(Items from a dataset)
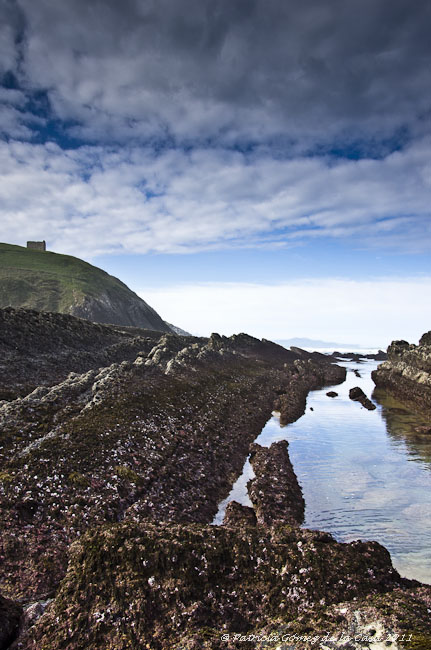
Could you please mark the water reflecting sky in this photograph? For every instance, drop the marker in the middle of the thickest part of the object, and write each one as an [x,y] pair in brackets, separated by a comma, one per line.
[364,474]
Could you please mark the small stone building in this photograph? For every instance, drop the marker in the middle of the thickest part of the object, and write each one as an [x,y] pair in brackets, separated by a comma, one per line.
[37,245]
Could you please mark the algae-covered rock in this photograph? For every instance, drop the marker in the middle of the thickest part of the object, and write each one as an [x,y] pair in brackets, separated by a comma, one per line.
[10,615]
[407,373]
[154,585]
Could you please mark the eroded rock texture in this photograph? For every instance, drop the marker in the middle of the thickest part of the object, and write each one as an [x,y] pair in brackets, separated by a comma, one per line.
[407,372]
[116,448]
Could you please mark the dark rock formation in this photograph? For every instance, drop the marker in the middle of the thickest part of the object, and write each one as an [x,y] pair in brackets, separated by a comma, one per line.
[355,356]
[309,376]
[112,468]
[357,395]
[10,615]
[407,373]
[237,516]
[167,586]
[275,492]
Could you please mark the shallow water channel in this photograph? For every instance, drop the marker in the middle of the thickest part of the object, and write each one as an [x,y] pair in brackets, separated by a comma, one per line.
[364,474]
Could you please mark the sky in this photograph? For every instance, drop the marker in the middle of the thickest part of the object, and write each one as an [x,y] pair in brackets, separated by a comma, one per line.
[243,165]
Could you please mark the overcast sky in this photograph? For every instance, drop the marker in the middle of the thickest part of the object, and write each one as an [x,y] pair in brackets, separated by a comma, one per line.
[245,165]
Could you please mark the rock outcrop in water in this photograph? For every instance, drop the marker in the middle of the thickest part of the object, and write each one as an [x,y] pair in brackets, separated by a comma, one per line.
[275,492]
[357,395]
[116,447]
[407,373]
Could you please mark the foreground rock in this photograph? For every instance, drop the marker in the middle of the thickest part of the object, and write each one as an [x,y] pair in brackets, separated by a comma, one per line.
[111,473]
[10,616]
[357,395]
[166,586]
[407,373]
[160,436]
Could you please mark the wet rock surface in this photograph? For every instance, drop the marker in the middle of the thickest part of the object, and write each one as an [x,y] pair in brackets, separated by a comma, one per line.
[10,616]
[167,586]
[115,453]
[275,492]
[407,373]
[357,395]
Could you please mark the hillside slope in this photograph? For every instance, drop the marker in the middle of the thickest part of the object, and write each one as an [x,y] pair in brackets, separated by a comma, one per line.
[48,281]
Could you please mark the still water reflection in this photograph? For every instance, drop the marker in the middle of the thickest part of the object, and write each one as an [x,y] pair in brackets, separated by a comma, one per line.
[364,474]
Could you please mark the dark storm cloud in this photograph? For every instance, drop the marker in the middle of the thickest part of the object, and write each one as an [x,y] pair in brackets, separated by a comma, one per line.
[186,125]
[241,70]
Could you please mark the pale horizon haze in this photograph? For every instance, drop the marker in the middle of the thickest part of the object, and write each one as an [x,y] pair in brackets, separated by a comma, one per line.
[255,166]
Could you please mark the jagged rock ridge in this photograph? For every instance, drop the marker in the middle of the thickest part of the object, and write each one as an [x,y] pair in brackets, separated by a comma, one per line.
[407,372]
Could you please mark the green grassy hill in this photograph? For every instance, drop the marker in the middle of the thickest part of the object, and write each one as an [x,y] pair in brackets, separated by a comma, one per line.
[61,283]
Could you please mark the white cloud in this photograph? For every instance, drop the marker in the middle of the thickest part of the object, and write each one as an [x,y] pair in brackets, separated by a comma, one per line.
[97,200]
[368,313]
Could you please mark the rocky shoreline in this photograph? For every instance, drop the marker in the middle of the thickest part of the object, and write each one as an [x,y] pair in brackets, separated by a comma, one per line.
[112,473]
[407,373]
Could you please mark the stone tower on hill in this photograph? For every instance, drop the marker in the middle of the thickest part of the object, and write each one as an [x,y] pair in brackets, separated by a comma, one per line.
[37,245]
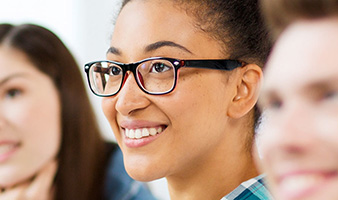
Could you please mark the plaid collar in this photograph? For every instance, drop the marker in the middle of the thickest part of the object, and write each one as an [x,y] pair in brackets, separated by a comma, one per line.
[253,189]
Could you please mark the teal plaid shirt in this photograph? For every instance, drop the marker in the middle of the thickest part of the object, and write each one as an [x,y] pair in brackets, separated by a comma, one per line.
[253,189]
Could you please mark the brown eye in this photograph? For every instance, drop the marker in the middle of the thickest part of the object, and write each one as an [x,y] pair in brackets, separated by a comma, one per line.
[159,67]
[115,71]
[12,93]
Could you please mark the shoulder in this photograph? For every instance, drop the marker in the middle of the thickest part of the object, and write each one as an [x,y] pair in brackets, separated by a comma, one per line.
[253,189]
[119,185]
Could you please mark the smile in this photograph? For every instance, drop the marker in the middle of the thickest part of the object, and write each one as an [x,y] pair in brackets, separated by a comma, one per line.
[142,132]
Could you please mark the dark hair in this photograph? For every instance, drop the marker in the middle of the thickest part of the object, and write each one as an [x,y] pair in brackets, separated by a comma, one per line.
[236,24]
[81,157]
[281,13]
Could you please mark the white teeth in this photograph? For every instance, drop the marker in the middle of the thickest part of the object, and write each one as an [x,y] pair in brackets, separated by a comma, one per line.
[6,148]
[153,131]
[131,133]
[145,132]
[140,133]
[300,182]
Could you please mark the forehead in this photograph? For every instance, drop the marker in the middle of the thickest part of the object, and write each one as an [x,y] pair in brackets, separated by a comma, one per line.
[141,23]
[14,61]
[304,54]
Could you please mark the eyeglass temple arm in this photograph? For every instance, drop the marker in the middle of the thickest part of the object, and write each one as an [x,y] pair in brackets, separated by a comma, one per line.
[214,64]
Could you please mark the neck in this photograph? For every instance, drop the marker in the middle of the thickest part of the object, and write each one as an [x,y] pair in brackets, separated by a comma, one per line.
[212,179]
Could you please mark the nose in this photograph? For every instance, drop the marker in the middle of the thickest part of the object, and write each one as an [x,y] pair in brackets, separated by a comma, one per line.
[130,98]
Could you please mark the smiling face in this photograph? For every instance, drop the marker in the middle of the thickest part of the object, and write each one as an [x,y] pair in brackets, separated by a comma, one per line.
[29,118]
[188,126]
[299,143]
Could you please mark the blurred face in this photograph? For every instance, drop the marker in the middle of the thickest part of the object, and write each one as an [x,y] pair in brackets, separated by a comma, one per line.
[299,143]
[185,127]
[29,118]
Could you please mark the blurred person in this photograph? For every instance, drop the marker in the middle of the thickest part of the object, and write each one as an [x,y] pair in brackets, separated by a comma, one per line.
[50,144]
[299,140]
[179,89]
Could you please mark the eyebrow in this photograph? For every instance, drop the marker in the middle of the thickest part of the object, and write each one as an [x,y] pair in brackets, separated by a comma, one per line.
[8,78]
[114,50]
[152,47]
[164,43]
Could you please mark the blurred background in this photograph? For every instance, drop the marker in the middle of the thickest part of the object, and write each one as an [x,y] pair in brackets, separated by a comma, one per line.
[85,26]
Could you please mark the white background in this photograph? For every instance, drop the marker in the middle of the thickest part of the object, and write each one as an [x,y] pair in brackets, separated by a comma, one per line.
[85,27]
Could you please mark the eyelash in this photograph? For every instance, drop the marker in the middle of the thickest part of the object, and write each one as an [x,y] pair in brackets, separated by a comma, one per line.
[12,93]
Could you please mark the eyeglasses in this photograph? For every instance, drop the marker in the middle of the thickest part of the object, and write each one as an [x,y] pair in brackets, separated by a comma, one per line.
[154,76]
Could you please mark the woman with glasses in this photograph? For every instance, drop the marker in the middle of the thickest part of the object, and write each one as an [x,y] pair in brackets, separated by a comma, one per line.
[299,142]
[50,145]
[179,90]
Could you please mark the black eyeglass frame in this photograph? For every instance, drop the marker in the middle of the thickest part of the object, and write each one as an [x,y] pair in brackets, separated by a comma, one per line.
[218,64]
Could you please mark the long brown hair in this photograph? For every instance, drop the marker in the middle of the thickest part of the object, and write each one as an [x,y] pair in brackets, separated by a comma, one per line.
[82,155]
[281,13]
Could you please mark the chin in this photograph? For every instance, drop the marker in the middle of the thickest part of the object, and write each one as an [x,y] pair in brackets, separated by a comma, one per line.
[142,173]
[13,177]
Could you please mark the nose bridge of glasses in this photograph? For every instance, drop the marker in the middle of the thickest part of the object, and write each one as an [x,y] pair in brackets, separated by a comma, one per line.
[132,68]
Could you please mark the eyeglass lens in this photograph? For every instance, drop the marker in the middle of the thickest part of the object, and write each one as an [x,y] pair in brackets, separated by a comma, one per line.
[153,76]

...

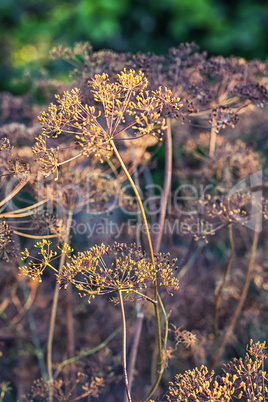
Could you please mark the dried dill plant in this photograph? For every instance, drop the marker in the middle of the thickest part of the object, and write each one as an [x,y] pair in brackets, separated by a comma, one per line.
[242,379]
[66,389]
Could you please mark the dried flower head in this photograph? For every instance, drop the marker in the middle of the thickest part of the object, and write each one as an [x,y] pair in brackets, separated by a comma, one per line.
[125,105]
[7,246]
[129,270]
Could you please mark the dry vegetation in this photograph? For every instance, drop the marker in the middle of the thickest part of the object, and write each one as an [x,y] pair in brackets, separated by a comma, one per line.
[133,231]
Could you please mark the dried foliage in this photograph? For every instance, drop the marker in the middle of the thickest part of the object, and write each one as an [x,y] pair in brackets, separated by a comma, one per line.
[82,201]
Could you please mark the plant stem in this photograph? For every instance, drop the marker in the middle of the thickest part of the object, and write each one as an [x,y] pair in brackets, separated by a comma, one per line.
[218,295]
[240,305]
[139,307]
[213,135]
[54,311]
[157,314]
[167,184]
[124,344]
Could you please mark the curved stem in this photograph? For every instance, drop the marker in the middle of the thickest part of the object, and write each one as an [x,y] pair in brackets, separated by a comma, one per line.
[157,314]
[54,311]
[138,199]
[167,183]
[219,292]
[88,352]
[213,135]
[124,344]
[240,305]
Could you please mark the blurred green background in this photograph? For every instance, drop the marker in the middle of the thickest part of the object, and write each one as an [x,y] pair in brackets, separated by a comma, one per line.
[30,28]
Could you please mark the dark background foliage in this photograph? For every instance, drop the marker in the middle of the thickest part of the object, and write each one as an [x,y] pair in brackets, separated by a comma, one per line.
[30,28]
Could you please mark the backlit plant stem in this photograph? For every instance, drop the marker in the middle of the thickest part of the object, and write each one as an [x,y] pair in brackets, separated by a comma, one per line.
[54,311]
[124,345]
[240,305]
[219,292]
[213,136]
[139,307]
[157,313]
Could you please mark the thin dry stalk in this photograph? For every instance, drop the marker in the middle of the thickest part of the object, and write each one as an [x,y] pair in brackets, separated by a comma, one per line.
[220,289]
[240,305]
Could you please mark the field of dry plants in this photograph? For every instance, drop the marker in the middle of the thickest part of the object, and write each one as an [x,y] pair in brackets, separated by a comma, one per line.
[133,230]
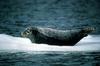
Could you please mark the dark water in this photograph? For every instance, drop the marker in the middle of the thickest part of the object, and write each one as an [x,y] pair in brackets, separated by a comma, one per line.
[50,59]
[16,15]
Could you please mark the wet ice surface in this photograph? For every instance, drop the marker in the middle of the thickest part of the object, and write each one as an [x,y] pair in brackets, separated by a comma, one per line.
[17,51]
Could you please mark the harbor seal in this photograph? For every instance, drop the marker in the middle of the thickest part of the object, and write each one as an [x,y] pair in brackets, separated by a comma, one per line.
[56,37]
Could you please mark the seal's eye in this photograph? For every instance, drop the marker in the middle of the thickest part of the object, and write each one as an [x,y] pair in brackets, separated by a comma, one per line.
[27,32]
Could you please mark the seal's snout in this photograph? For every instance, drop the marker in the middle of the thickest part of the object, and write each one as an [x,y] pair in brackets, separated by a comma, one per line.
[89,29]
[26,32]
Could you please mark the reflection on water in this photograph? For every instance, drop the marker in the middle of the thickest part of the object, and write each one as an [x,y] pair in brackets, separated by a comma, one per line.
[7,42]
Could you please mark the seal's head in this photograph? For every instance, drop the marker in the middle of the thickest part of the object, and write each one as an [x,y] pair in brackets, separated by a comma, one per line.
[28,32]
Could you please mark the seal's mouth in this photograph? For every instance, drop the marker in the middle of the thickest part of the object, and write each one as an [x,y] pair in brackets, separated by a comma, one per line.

...

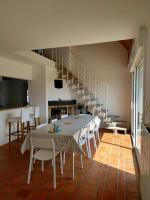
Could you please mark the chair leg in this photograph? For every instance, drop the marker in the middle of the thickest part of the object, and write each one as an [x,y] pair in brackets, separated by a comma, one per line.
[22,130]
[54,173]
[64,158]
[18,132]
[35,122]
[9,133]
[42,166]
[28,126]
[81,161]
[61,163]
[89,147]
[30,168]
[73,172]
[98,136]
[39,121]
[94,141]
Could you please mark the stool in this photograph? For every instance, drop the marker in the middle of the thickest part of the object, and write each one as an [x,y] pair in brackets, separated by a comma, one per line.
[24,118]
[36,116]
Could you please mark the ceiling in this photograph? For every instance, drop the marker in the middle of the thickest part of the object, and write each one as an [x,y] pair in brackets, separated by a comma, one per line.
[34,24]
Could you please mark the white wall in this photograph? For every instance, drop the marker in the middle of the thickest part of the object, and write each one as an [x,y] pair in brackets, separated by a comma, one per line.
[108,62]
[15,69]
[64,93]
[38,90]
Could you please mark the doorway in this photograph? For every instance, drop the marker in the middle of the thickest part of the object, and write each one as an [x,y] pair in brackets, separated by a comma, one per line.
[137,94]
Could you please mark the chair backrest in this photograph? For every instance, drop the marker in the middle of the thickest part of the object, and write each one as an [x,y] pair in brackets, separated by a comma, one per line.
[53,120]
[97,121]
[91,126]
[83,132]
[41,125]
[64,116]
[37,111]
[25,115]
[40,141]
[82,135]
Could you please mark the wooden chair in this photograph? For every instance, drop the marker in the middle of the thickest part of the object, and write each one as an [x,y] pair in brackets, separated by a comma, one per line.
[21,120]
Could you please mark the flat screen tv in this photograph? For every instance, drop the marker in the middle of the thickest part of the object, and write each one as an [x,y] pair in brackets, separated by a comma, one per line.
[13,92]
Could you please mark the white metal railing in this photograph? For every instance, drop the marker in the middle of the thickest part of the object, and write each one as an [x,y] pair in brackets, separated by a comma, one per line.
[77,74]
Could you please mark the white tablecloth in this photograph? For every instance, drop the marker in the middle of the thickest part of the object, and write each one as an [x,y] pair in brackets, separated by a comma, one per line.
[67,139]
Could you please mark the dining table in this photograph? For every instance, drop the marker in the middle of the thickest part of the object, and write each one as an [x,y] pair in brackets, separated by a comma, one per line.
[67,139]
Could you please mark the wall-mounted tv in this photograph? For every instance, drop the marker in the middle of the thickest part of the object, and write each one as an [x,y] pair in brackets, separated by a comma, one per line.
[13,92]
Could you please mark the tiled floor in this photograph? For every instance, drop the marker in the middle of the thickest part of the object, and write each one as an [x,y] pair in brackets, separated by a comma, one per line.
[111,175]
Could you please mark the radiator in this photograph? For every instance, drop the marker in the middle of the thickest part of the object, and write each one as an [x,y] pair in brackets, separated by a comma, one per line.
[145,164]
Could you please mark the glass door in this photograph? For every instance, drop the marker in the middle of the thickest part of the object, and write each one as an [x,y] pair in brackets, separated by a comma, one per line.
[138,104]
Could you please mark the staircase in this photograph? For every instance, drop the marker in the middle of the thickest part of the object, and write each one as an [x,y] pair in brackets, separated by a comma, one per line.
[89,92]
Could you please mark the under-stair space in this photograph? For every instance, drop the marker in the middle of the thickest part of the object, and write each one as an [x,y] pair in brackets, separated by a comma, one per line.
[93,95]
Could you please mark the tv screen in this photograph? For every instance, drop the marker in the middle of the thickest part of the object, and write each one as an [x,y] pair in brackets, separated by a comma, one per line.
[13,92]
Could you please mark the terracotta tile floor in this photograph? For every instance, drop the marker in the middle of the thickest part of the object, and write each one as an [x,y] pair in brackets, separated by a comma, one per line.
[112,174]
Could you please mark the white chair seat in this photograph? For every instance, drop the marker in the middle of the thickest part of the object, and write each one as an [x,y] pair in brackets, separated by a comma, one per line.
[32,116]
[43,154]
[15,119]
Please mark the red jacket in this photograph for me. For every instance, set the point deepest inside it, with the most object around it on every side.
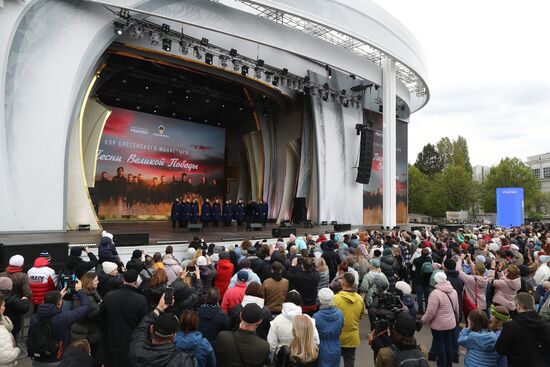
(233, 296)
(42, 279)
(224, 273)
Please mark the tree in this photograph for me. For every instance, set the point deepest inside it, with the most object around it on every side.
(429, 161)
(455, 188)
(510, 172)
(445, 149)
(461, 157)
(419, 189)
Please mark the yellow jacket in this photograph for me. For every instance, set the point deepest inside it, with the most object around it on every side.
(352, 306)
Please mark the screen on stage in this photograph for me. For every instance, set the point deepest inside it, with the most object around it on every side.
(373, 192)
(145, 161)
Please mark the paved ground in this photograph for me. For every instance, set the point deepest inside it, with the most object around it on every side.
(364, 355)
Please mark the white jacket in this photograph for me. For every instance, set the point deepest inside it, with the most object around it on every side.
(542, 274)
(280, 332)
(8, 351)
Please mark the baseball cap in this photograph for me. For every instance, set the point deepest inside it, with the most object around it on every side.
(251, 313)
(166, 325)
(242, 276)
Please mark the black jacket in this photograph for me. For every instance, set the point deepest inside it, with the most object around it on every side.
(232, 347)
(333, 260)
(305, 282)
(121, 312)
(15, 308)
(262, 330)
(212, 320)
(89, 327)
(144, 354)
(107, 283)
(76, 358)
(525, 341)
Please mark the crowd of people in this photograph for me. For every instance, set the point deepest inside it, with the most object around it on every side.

What is being asked:
Return, exactly as they stand, the lines above from the one with "Please mark the red" to the one with "Please mark the crowd", omitting any pictures among them.

Result for this exercise:
Please mark the red jacket in this photograph for me. For every instance, set the point deepest inside it, with the most object around it on every side.
(233, 296)
(42, 279)
(224, 273)
Please mark the tree in this photograph for me. For every instance, set the point deepest inside it, with the most object around it on every side.
(429, 161)
(455, 188)
(510, 172)
(445, 149)
(461, 157)
(419, 189)
Please mark the yellow jacket in this photograph for me. For every instance, set the point deepest inside it, with the most object around it on every side.
(352, 306)
Please mark the screen on stage in this photograph for me. For every instance, set the point deepest inside it, with the most object around it on every side.
(373, 192)
(145, 161)
Please mark the paved ground in this photograph for me. For every instance, set the point deepest inside it, with the most object around it on every side.
(364, 355)
Please mark the white jacket in this photograph for me. For every instance, set the point deepest inside it, with the most object around it on every side.
(542, 274)
(280, 332)
(8, 351)
Please mark the baseball cap in this photograph for me. For every instance, set the point deepest inside it, with the most object around it on every side.
(251, 313)
(166, 325)
(242, 276)
Please mark the black jacket in this photograph for me. For every instance, set the point deepest inside it, with the most object around it on every side.
(232, 347)
(333, 260)
(305, 282)
(121, 312)
(15, 308)
(262, 330)
(212, 320)
(89, 327)
(144, 354)
(107, 283)
(76, 358)
(525, 341)
Please mark the crowd of people in this photograph for me. For every instance, set the point deepest inside it, with the most object around it on every side.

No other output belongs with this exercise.